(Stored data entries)
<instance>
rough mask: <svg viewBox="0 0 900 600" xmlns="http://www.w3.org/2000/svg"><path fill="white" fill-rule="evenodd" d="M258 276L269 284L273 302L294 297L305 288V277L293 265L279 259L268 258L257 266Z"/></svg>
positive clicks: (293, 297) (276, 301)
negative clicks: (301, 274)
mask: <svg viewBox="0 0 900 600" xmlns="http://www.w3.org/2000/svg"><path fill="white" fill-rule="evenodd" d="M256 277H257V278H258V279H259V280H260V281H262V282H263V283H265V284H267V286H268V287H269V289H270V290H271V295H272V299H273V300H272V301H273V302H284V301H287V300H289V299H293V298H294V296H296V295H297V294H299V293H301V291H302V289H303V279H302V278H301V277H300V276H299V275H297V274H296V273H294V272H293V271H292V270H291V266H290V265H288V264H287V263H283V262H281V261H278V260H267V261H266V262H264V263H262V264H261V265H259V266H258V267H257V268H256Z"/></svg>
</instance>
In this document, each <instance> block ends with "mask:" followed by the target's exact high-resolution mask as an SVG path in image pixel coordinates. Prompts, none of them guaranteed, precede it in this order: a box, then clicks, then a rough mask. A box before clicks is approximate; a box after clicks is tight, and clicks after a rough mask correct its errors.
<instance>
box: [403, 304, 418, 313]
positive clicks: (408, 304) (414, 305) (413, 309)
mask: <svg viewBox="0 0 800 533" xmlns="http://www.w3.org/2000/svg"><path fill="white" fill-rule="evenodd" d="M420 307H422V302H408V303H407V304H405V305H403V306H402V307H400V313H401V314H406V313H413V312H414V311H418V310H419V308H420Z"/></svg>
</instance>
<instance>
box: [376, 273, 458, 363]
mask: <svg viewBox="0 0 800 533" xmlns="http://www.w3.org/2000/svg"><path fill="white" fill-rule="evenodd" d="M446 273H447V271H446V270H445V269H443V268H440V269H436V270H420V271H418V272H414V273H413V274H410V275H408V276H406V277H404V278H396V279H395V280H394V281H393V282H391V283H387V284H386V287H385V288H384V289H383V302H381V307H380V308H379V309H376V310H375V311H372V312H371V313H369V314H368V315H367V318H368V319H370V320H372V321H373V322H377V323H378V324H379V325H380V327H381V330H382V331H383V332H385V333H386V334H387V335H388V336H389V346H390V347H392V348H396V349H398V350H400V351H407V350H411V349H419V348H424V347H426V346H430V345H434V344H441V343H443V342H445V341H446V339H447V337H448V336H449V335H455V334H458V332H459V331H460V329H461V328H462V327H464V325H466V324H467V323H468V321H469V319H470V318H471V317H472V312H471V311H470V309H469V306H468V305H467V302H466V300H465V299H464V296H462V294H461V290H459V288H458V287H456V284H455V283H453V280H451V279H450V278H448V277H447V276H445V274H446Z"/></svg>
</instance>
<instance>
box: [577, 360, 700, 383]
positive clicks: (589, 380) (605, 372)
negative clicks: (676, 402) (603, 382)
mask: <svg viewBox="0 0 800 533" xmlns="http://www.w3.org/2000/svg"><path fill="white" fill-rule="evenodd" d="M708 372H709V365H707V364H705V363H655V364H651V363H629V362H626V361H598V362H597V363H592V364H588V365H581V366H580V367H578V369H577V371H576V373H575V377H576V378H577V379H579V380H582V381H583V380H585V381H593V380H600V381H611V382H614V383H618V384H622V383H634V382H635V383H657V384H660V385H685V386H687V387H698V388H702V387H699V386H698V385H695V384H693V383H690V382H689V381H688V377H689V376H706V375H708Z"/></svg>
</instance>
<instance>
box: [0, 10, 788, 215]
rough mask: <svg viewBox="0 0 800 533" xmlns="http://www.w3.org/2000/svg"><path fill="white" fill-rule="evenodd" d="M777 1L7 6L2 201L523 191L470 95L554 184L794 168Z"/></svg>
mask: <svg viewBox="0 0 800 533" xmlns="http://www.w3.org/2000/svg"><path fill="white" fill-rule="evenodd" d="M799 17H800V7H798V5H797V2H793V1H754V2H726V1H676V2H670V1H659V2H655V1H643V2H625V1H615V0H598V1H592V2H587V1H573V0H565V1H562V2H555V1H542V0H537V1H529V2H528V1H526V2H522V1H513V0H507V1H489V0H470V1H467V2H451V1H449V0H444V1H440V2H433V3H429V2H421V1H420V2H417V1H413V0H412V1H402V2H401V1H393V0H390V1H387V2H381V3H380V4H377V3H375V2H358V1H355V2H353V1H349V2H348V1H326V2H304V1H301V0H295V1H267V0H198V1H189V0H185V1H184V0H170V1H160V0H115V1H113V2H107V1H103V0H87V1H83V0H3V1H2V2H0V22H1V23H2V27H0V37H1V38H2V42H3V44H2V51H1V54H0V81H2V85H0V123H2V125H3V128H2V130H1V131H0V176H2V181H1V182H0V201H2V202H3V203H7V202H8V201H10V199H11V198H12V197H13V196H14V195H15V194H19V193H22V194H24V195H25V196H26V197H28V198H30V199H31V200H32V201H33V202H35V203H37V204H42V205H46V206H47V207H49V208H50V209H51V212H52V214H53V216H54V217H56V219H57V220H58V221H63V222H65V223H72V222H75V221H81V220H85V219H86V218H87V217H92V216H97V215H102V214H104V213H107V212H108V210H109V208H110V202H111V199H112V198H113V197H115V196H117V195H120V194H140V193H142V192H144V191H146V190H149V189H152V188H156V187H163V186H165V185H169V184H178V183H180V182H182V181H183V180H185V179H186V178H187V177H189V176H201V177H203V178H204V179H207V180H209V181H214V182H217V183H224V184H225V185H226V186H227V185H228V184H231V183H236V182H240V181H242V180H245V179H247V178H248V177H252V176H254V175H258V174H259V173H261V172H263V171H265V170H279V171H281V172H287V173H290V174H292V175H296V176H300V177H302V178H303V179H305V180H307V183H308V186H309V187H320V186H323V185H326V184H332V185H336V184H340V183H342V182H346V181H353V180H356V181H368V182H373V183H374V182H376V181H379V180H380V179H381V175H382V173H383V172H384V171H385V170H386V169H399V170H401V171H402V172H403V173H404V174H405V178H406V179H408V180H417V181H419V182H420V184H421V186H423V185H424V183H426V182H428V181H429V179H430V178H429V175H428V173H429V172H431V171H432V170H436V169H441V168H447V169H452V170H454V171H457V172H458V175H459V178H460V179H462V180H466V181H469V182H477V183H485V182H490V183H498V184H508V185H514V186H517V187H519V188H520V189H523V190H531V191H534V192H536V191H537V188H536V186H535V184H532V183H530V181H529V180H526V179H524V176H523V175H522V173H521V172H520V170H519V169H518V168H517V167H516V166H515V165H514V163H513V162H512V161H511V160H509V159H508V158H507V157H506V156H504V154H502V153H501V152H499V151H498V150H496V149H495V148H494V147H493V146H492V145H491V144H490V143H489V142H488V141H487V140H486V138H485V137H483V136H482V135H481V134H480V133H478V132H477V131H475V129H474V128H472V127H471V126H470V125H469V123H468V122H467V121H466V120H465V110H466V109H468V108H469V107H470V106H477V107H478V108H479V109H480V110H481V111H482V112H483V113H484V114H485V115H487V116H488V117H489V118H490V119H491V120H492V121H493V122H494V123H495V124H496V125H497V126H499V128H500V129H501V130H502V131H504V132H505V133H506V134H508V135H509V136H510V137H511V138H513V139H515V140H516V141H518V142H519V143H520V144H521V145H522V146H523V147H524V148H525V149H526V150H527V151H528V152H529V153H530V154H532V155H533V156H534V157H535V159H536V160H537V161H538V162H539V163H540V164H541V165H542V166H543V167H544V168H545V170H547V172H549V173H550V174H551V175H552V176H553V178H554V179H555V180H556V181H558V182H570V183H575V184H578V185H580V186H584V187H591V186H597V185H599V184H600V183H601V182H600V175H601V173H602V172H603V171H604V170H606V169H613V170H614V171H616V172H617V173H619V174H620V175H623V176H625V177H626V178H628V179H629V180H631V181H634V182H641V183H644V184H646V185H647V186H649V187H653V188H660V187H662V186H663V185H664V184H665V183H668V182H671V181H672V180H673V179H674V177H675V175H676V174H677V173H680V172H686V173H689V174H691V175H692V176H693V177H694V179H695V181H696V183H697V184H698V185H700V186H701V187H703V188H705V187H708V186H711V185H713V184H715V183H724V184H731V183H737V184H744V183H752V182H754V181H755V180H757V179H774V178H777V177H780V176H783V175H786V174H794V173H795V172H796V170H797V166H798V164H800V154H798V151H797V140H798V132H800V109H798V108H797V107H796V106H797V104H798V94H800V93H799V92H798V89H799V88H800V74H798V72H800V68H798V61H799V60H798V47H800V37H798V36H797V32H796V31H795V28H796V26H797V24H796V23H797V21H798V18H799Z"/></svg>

#### [Problem details]
Give back precisely the lines above that start at the line containing "negative clicks: (676, 402) (603, 382)" and end at the line containing "box: [0, 10, 788, 215]", inclusive. No other lines belong in the output.

#### [Task answer]
negative clicks: (676, 402) (603, 382)
mask: <svg viewBox="0 0 800 533" xmlns="http://www.w3.org/2000/svg"><path fill="white" fill-rule="evenodd" d="M708 372H709V365H707V364H705V363H655V364H651V363H629V362H626V361H598V362H597V363H592V364H588V365H581V366H580V367H578V369H577V371H576V373H575V377H576V378H577V379H579V380H582V381H583V380H585V381H593V380H600V381H611V382H614V383H618V384H622V383H634V382H635V383H657V384H660V385H685V386H687V387H698V388H702V387H699V386H698V385H695V384H693V383H690V382H689V381H688V377H689V376H706V375H708Z"/></svg>
</instance>
<instance>
box: [0, 10, 788, 215]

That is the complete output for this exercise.